* [Data to process]:
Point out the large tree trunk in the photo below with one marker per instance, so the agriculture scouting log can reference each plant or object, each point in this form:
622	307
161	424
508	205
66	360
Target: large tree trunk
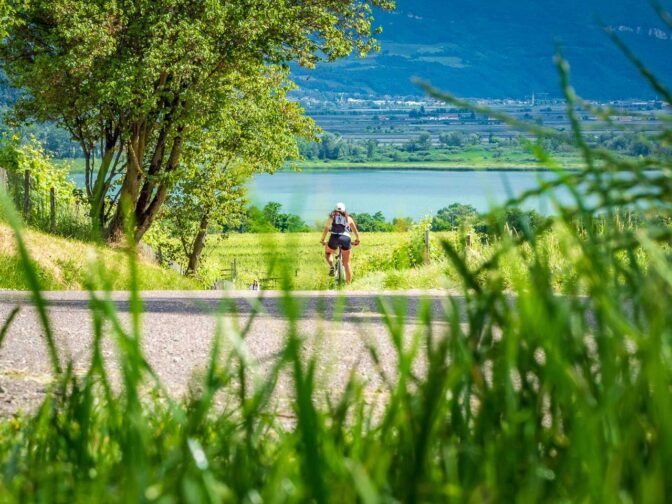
144	202
129	190
199	245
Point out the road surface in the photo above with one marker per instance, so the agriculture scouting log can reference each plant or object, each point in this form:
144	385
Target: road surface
178	329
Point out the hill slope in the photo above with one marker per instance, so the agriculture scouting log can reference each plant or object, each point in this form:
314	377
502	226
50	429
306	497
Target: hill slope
64	264
499	48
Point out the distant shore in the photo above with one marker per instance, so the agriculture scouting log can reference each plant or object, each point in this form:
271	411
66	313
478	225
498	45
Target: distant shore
429	166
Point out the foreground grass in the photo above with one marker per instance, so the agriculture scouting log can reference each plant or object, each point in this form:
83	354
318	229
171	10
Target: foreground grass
63	263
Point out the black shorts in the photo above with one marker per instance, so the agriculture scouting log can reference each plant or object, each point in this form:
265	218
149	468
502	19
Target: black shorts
342	241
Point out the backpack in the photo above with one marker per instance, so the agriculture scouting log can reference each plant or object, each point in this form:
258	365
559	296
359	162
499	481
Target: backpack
339	224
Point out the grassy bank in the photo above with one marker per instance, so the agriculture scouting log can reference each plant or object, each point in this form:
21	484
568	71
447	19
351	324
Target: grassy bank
63	263
380	262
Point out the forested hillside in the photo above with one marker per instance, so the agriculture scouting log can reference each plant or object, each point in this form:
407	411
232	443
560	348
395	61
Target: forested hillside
497	48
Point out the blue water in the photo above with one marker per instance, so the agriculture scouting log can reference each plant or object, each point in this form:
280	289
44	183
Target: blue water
396	193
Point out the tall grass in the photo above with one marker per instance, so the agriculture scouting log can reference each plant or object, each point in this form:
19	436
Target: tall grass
522	395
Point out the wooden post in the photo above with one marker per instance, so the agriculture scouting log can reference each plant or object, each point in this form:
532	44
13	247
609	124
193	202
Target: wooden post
26	194
52	209
4	184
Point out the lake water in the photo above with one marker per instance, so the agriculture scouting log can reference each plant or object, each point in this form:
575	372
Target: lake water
396	193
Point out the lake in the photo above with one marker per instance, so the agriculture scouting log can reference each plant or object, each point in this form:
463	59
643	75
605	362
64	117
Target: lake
397	193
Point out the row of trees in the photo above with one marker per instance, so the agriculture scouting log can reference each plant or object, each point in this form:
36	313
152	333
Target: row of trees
173	102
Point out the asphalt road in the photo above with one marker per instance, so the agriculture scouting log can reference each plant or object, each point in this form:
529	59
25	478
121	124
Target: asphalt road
178	329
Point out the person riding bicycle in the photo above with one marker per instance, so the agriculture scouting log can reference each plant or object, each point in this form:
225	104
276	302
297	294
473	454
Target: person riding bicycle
340	225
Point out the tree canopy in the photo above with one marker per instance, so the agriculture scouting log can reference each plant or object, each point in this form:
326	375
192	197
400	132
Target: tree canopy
134	81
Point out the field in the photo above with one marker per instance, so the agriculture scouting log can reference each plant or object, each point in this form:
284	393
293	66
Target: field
261	256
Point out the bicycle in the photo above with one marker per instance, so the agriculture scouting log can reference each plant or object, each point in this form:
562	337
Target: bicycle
339	270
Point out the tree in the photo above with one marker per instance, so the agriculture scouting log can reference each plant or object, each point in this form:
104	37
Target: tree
254	134
135	81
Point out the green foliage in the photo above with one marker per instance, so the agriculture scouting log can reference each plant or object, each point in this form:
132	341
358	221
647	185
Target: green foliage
18	157
368	223
137	82
454	216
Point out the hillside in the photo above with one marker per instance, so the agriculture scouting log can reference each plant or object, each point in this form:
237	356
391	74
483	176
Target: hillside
64	264
495	48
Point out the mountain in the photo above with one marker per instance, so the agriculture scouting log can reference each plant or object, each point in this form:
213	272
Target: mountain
505	48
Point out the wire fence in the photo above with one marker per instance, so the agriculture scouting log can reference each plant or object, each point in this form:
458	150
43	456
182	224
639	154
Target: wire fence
44	207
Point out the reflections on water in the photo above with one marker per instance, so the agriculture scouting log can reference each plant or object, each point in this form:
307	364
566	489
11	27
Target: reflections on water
396	193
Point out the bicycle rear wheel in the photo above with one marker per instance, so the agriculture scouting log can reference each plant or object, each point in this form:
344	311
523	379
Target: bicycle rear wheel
339	272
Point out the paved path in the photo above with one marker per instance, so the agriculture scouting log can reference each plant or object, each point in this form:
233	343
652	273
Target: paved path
178	328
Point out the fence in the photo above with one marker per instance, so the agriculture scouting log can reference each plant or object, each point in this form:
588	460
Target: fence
42	208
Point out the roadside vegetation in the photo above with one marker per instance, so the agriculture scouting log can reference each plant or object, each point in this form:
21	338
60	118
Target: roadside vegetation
69	264
516	394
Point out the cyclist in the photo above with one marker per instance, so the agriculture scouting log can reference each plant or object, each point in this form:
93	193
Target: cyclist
340	225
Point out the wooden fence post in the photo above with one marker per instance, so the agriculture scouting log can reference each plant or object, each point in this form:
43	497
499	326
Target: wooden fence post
52	209
4	183
26	194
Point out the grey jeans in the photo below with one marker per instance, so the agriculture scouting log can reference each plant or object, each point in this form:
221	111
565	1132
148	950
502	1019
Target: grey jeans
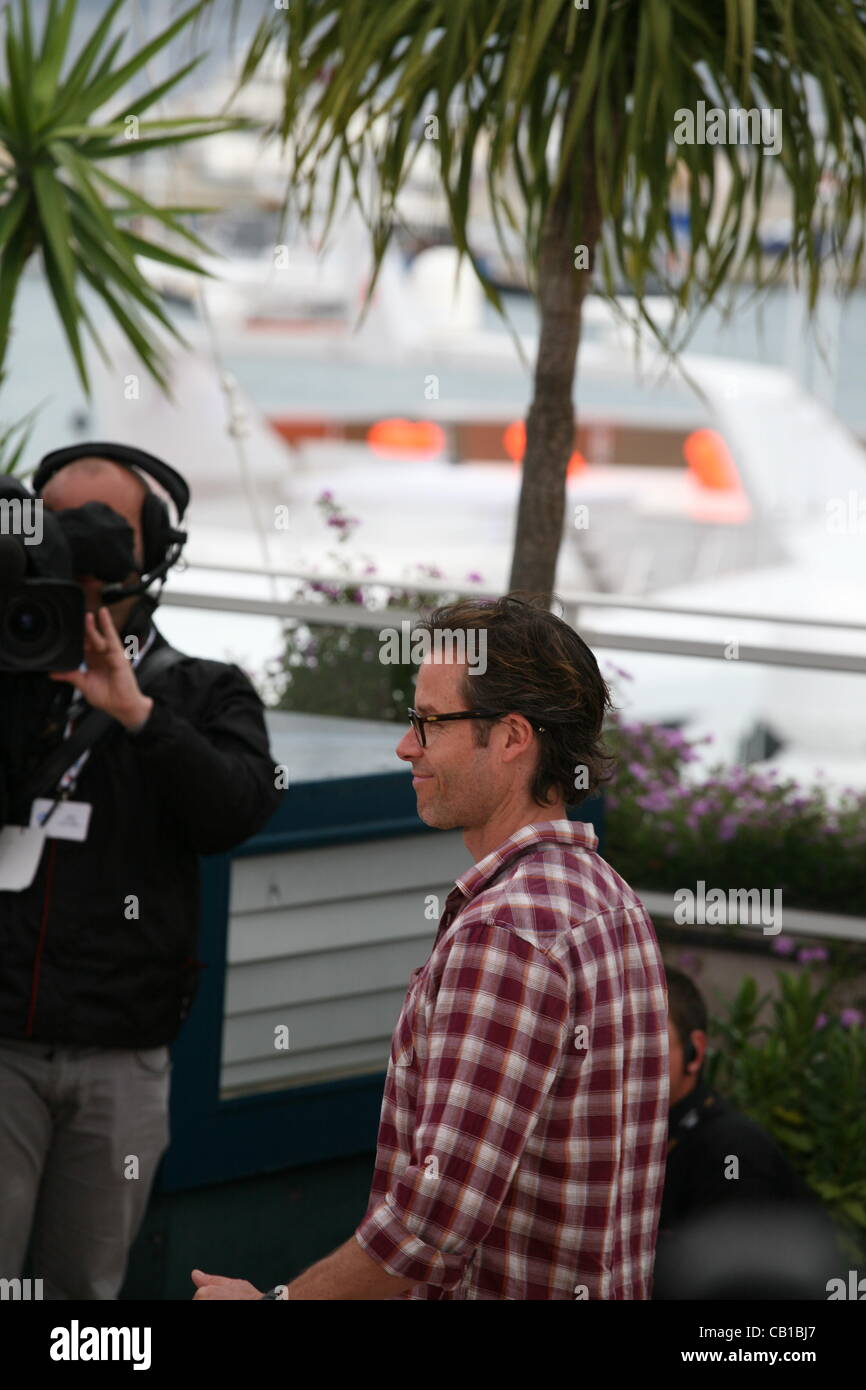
82	1130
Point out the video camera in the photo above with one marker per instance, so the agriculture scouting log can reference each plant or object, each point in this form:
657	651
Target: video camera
42	608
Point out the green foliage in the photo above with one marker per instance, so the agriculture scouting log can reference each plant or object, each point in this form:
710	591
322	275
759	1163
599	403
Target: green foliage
802	1076
538	92
13	442
54	193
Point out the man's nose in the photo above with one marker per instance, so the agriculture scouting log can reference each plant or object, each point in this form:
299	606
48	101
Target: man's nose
409	747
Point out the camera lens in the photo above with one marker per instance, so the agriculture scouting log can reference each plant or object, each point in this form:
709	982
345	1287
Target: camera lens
27	624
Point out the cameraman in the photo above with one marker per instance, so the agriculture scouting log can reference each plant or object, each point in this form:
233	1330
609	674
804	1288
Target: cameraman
97	961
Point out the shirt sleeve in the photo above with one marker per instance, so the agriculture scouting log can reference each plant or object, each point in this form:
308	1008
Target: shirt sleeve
496	1030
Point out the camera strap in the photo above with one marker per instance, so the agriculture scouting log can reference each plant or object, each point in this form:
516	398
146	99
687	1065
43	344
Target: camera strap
91	729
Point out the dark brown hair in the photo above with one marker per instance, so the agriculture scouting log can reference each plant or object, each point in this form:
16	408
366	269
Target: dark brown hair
684	1004
540	667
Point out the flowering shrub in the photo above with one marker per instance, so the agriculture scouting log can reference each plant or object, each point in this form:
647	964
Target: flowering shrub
335	669
737	827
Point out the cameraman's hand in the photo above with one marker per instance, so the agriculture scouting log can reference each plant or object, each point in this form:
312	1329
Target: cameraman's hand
109	683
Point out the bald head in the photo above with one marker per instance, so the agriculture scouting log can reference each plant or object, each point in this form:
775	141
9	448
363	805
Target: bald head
100	480
124	491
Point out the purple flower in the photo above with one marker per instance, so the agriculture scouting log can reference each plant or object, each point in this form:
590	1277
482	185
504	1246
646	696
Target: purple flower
655	801
784	945
809	954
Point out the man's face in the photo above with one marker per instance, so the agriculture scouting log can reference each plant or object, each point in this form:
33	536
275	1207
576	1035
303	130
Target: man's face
458	784
123	492
681	1082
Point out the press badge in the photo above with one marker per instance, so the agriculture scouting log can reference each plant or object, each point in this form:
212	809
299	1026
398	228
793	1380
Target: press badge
20	855
68	822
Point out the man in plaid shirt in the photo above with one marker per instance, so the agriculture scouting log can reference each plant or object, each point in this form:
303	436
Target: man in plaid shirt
524	1125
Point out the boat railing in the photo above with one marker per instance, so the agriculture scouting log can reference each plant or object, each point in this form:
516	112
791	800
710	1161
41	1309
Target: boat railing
569	605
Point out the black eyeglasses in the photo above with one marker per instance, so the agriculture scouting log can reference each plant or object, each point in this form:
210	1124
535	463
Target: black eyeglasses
420	720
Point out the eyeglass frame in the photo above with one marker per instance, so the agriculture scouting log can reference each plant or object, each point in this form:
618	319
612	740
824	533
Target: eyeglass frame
417	722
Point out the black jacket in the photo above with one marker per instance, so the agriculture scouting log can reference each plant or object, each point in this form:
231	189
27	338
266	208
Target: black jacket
704	1129
100	950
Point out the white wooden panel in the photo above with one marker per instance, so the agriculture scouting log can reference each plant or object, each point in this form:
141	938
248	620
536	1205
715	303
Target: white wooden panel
284	1069
312	1026
330	975
323	941
288	933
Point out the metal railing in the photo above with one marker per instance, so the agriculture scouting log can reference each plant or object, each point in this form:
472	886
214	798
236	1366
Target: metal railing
572	603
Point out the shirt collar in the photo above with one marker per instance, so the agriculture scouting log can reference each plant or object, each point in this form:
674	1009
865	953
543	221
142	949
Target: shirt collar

* [Problem]:
Write out exactly the lines from the line holding "Point out the white" through the last line of the data, and nothing besides those lines.

* [Result]:
Point out the white wooden panel in the photo above with one marker per instance, so the agriculture scouting log can reference each plant or object, each point in this form:
141	938
248	620
536	1205
715	303
Target: white wooden panel
284	1069
312	1026
330	975
323	941
288	933
Point out the metal railing in the photo above with one marker per instance, so the agriculture scouting log can reference each plant or object, each point in this form:
472	886
214	798
236	1366
Target: metal railing
572	603
Point out the shirt collar in the photo above with one marker per instance, so the agriculture scouting log can reference each plant or object, each point in this form:
674	1009
865	953
543	221
142	949
Target: shirt collar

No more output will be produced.